Source excerpt
========================
Measure 2 Has Potential to Enhance North Dakota's Economic Competitiveness

October 20, 2008

Income Tax Cut Initiative Could Improve State's Ability to Keep and Attract Jobs, Investment

Washington, DC, October 20, 2008 - The cuts in North Dakota's individual and corporate income tax rates in Measure 2, an initiative on the November 4th ballot, could improve the Peace Garden State's ability to keep and attract more jobs and investment, according to a new report released by the Tax Foundation.

In Tax Foundation Fiscal Fact No. 151, "North Dakota's Measure 2: How Would Rate Cuts Affect the Peace Garden State's Competitiveness," Tax Foundation Tax Counsel Joseph Henchman suggests that passing the initiative, which would lower individual income tax rates by 50 percent across-the-board, and corporate income tax rates by 15 percent, could make North Dakota more economically competitive.

"If North Dakota moves in the direction of lowering tax burdens without undermining government services, there is a strong likelihood that better economic performance will follow," Henchman explains.
========================
Supplied records
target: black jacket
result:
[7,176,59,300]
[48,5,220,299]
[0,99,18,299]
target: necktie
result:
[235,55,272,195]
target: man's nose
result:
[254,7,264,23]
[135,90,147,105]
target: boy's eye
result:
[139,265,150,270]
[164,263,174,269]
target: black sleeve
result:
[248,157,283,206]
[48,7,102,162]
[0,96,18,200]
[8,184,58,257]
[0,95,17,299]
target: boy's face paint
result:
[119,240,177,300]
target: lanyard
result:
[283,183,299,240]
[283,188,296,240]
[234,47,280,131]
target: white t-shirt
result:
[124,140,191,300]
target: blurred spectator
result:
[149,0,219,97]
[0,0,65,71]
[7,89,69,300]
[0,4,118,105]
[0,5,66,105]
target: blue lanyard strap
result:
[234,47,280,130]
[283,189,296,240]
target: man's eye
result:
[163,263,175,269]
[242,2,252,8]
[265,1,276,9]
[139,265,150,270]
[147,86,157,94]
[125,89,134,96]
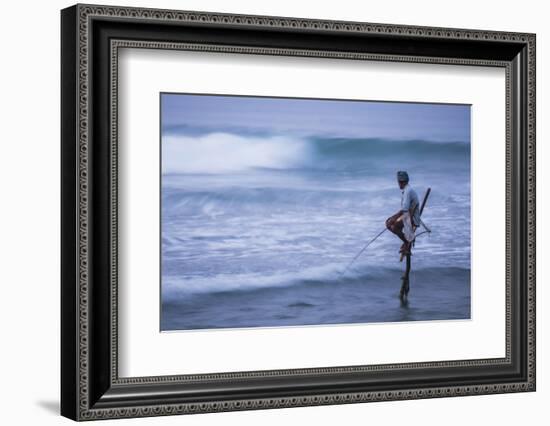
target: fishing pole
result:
[340,228,388,275]
[340,188,432,275]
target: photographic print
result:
[160,93,471,331]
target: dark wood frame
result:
[61,5,535,420]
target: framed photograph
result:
[61,5,535,420]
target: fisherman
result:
[386,171,420,260]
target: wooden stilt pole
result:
[399,253,411,299]
[399,188,432,300]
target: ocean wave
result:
[162,263,469,302]
[162,132,470,175]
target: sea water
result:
[161,133,470,331]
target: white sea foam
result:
[162,133,311,173]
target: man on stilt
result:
[386,171,420,297]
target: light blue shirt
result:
[401,184,420,226]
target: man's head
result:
[397,170,409,189]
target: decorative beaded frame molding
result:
[62,5,535,420]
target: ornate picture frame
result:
[61,5,536,420]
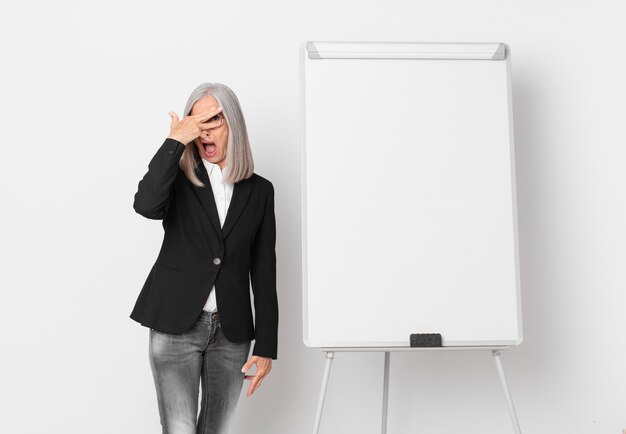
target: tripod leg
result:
[381,351,391,434]
[313,351,335,434]
[491,350,522,434]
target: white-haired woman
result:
[130,83,278,434]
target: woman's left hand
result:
[241,356,272,396]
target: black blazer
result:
[130,138,278,359]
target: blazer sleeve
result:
[250,182,278,359]
[133,138,185,220]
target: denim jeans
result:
[149,311,251,434]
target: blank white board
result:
[301,42,522,348]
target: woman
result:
[130,83,278,434]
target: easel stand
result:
[313,346,522,434]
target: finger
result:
[167,112,180,124]
[248,375,263,396]
[248,377,264,396]
[196,106,222,122]
[198,121,221,130]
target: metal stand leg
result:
[491,350,522,434]
[313,351,335,434]
[380,351,391,434]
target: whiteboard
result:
[300,42,522,348]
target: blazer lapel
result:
[222,179,252,238]
[193,161,222,235]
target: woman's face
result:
[191,95,228,169]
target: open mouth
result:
[202,141,217,158]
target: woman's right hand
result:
[167,107,222,145]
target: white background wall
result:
[0,0,626,434]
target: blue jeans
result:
[149,311,251,434]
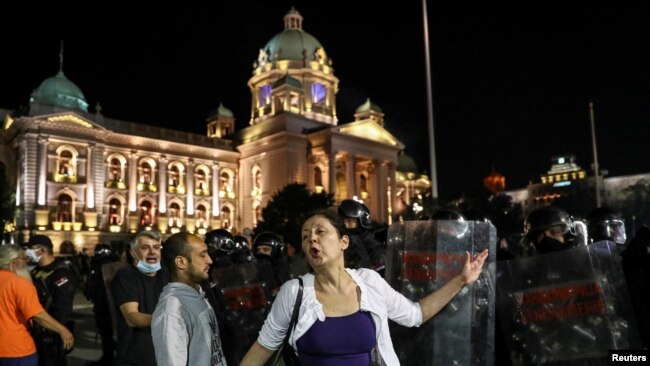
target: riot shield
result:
[102,262,124,341]
[497,241,638,366]
[386,220,496,366]
[211,261,275,365]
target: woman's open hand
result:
[460,249,488,285]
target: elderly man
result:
[111,230,168,366]
[25,235,78,366]
[151,233,226,366]
[0,245,74,366]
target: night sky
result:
[0,1,650,200]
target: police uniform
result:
[31,258,78,366]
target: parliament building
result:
[0,9,430,249]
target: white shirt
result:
[257,268,422,366]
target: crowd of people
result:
[0,200,650,366]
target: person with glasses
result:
========================
What this exercise asks
a. Answer these questions about the Measure 2 press release:
(i) On what date is the initiative on the ballot?
(ii) By what percentage would Measure 2 lower individual income tax rates?
(iii) By what percentage would it lower corporate income tax rates?
b. Quote the listing from the line holding "target: white background wall" through the end of the listing, inclusive, and omit the pictures.
The listing has no connection to the text.

Worked solutions
a.
(i) November 4th
(ii) 50 percent, across-the-board
(iii) 15 percent

b.
target: white background wall
result:
[0,0,626,434]
target: blue jeans
result:
[149,311,251,434]
target: riot shield
result:
[102,262,124,341]
[497,241,638,366]
[386,220,496,366]
[211,261,275,365]
target: woman's open hand
result:
[460,249,488,285]
target: elderly man
result:
[111,230,168,366]
[25,235,78,366]
[151,233,226,366]
[0,245,74,366]
target: night sky
result:
[0,1,650,200]
target: police uniform
result:
[31,258,78,366]
target: parliament building
result:
[0,9,430,249]
target: white shirt
result:
[257,268,422,366]
target: crowd of people
result:
[0,200,650,366]
target: person with glasses
result:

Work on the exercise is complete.